▶ [Given request]: Rewrite the passage on accessibility work, starting with "My first big" and going on through "people even more.", with "older adults" replaced by "seniors".

# Given text start

It really depends on the clients your are working with that day. No two days are the same. Some days are onsite with clients at their offices; training, answering questions from various teams or doing reviews. Other days we might be doing reviews on websites from our offices identifying the issues and providing details to help the client solve them. Other days we work with companies to imbed accessibility into their strategy and processes doing workshops. And still other days we will be doing research with our panel, helping show clients what problems people with lived experience face when using their products. The common theme is working with clients to help them make things better for people with access needs.
My first big accessibility project with PulseData 20 years ago for sure. I worked with about 50 older adults, all who were nervous about technology and had low vision. It was humbling to see how they struggled with everyday tasks that I took for granted and knowing that I was doing something to improve things for them. Working with the product team I helped improve the interface so users could read letters from their grandchildren and check their bank statement without having to rely on other people. It was very satisfying and made me want to help people even more.

# Given text end
# Extracted data start

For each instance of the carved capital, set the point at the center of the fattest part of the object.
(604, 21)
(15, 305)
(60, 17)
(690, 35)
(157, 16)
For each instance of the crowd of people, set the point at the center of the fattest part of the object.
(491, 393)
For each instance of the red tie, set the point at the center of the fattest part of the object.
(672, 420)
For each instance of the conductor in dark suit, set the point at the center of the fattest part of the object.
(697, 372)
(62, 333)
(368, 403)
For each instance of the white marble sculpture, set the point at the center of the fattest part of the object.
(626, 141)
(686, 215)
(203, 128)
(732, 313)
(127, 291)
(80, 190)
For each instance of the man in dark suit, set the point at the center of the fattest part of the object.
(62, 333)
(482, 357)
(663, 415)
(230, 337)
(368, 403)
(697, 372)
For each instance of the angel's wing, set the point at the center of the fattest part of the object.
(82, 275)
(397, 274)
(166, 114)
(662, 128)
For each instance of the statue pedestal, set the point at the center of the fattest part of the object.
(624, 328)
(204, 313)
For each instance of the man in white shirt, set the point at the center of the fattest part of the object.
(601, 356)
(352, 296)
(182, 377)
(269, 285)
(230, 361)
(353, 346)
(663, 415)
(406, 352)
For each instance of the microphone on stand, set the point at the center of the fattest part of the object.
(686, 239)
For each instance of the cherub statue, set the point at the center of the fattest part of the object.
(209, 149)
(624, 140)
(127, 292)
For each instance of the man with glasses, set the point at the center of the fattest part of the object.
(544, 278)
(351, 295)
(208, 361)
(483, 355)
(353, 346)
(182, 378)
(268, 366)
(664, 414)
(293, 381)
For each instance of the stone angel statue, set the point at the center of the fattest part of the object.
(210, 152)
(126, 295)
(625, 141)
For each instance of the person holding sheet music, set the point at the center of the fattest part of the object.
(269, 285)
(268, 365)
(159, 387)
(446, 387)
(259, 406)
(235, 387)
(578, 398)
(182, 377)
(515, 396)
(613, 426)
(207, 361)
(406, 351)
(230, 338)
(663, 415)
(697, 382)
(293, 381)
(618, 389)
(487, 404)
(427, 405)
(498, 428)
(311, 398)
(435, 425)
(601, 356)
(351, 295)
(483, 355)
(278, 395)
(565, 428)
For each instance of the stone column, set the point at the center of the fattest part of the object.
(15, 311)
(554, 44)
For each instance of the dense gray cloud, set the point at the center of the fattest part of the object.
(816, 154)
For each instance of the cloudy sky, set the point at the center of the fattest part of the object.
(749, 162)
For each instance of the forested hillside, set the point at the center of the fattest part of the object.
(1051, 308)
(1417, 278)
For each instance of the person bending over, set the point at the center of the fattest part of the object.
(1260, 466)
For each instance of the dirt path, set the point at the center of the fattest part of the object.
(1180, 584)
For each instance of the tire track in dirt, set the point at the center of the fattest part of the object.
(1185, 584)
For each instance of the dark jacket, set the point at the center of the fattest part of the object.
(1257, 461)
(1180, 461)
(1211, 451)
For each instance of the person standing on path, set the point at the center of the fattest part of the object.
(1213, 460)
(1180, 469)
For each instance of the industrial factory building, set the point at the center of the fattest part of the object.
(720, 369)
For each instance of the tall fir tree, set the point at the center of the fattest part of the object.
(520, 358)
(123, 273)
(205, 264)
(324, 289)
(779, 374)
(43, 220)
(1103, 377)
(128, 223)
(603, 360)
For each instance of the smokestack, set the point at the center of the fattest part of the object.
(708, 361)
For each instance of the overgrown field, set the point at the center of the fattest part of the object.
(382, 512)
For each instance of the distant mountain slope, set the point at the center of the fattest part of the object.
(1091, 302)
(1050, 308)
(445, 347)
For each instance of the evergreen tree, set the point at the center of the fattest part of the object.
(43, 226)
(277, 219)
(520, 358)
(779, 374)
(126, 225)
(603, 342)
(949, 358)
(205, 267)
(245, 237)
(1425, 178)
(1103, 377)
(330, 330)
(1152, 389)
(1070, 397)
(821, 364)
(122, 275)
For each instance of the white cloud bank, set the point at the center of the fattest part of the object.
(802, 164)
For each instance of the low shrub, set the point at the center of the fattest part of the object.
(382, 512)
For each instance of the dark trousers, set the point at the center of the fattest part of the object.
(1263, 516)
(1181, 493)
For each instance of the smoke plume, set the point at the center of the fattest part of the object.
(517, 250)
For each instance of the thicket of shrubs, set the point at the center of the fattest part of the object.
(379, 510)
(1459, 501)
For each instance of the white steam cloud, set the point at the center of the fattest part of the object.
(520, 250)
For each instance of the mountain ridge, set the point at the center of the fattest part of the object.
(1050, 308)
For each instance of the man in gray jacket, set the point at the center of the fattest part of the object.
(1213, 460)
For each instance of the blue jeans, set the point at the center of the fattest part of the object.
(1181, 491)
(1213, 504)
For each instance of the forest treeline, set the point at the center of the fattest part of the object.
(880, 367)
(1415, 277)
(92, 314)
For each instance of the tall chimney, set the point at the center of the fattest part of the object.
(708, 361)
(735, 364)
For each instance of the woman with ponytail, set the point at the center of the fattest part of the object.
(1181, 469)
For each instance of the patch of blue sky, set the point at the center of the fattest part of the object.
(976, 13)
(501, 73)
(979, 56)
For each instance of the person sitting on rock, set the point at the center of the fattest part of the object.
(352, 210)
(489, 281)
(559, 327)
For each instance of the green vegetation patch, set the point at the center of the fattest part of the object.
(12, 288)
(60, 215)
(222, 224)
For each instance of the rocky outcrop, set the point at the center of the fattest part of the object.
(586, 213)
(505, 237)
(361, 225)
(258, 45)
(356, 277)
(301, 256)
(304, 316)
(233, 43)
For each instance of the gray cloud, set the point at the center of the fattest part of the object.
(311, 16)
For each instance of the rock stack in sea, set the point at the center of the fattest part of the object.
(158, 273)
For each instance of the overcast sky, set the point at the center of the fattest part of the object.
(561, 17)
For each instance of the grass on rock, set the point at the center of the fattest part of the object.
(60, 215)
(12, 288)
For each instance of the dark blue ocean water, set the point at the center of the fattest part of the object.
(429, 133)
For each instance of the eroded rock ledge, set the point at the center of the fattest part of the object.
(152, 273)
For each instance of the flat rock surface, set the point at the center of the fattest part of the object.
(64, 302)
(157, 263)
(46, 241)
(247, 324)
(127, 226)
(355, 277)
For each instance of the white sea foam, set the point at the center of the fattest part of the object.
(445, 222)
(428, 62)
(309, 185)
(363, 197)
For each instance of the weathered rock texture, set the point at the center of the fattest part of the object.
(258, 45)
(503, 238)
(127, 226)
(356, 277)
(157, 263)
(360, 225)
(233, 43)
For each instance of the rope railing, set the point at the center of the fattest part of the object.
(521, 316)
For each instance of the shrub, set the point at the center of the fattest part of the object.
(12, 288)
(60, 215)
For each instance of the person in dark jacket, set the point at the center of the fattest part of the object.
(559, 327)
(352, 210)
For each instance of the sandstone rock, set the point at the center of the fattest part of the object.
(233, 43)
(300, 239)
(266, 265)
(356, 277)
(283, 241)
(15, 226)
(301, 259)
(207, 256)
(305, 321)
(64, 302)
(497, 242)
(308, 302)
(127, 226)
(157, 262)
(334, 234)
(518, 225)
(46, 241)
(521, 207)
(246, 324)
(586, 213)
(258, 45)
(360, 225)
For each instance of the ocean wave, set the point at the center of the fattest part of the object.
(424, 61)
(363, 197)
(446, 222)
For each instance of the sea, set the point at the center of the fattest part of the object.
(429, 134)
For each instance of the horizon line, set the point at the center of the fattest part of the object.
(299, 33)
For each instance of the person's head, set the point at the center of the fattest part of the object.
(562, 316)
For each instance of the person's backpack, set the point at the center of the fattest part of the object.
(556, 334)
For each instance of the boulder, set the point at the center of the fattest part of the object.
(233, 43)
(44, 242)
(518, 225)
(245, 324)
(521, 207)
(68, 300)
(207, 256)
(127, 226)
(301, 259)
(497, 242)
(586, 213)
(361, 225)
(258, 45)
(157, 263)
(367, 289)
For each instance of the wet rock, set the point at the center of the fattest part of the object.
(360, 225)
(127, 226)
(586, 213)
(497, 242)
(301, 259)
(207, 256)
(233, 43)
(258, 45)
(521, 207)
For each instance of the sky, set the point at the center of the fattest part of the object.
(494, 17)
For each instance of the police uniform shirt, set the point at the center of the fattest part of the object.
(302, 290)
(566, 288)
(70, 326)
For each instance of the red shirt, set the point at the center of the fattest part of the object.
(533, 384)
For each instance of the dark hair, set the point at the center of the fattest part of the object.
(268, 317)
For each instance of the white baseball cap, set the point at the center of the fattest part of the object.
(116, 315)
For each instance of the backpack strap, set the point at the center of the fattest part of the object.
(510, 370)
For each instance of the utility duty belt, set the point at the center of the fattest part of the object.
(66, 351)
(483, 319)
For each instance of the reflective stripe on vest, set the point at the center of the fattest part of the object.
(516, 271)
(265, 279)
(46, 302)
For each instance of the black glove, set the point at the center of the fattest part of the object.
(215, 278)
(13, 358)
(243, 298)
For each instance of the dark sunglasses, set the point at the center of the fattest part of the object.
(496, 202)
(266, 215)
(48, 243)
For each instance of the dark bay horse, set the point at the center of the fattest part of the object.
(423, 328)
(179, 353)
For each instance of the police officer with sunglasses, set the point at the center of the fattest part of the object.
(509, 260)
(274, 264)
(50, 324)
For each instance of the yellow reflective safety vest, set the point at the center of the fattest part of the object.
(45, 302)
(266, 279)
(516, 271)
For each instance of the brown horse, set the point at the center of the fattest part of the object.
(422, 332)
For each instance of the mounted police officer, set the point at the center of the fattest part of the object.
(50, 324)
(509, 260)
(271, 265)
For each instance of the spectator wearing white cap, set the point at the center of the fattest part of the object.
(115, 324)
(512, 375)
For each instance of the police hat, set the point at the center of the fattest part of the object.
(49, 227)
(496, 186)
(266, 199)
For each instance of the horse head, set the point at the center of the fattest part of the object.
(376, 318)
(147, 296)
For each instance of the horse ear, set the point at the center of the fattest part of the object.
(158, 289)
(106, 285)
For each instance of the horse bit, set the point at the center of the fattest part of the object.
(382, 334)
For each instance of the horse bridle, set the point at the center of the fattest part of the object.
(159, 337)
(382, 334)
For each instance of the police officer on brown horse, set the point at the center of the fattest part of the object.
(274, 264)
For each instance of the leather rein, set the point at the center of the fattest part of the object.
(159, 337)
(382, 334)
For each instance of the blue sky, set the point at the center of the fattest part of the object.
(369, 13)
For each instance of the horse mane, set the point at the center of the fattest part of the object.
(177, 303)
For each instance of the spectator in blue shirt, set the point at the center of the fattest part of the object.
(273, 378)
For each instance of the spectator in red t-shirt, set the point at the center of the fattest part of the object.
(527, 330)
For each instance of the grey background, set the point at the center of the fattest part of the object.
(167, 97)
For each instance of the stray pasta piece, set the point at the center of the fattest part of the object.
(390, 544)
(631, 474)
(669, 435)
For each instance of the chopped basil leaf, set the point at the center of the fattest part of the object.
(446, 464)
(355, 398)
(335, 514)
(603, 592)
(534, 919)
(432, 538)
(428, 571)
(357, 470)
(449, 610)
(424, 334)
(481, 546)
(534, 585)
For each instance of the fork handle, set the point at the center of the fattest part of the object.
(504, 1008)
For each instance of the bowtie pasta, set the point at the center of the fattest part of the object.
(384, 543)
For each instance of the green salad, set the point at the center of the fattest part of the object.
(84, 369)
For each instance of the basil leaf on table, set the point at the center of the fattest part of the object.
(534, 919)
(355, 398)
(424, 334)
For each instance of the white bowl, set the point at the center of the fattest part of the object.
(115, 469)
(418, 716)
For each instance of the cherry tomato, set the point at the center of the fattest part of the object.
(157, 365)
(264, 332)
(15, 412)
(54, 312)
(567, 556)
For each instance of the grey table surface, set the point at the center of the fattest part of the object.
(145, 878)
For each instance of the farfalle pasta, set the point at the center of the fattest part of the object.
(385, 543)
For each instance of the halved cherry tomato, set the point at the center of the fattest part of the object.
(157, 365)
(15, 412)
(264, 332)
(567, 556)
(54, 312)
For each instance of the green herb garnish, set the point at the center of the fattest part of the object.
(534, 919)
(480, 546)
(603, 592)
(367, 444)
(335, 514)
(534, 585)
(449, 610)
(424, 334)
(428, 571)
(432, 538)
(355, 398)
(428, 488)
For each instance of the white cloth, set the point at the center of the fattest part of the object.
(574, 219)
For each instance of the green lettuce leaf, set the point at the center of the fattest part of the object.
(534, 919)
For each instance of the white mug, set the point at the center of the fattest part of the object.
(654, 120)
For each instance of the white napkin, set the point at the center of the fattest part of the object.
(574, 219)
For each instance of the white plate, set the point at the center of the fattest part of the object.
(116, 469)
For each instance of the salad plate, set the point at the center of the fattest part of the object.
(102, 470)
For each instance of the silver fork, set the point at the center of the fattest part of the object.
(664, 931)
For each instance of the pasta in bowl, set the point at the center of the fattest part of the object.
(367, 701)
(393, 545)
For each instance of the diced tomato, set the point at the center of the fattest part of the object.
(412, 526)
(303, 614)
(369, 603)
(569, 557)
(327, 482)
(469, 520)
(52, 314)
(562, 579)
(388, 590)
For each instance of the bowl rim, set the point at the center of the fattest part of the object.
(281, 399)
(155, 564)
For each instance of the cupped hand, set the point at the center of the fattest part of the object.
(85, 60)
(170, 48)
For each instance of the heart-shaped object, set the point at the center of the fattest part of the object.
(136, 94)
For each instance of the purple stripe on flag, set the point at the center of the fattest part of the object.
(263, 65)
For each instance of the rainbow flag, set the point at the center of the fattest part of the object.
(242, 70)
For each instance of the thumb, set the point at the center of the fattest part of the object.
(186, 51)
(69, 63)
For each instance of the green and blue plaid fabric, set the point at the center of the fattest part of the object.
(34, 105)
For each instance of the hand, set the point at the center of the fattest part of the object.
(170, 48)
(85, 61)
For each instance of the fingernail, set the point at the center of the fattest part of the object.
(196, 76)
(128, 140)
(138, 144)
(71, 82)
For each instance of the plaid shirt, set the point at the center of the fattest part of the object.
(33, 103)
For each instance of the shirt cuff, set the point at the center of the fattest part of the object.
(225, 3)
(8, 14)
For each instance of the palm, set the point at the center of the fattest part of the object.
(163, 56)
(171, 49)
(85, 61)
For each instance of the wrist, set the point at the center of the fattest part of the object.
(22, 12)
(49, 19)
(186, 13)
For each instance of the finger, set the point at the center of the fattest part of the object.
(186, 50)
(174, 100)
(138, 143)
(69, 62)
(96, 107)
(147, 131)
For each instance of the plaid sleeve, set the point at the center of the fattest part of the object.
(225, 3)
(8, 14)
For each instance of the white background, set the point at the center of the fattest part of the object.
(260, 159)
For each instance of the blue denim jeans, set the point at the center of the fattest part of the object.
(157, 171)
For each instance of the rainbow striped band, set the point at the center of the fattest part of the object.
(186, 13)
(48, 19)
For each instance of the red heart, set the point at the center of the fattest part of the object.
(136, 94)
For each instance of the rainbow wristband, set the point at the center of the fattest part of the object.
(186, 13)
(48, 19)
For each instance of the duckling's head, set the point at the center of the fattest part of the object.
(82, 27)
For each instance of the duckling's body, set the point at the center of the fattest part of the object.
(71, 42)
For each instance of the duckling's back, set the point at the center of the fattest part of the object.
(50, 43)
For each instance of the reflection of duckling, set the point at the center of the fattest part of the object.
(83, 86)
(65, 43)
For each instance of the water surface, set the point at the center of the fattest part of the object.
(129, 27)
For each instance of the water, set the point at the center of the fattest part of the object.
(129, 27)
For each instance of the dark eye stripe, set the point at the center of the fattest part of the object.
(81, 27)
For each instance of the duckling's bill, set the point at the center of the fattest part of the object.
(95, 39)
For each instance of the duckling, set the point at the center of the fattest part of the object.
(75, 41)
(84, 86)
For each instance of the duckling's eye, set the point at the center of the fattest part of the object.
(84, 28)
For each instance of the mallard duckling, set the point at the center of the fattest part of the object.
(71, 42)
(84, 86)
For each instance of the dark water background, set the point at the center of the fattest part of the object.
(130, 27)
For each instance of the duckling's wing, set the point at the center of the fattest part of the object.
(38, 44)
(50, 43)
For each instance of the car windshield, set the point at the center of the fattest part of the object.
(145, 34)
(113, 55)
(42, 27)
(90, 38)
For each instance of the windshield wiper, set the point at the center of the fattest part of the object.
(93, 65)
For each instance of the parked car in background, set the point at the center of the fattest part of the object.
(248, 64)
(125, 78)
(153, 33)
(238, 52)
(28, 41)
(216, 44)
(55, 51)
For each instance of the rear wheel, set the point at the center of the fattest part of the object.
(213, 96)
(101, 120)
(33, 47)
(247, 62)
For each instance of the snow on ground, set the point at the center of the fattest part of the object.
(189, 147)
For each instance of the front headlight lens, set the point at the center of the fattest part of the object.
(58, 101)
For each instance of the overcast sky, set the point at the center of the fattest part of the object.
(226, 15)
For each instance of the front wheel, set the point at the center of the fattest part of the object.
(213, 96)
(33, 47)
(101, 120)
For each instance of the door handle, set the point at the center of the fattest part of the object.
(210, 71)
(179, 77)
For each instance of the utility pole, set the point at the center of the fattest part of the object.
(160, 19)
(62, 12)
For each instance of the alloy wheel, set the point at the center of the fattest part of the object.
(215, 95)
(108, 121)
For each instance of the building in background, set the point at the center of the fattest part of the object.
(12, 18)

# Extracted data end

▶ [Answer to the exercise]:
My first big accessibility project with PulseData 20 years ago for sure. I worked with about 50 seniors, all who were nervous about technology and had low vision. It was humbling to see how they struggled with everyday tasks that I took for granted and knowing that I was doing something to improve things for them. Working with the product team I helped improve the interface so users could read letters from their grandchildren and check their bank statement without having to rely on other people. It was very satisfying and made me want to help people even more.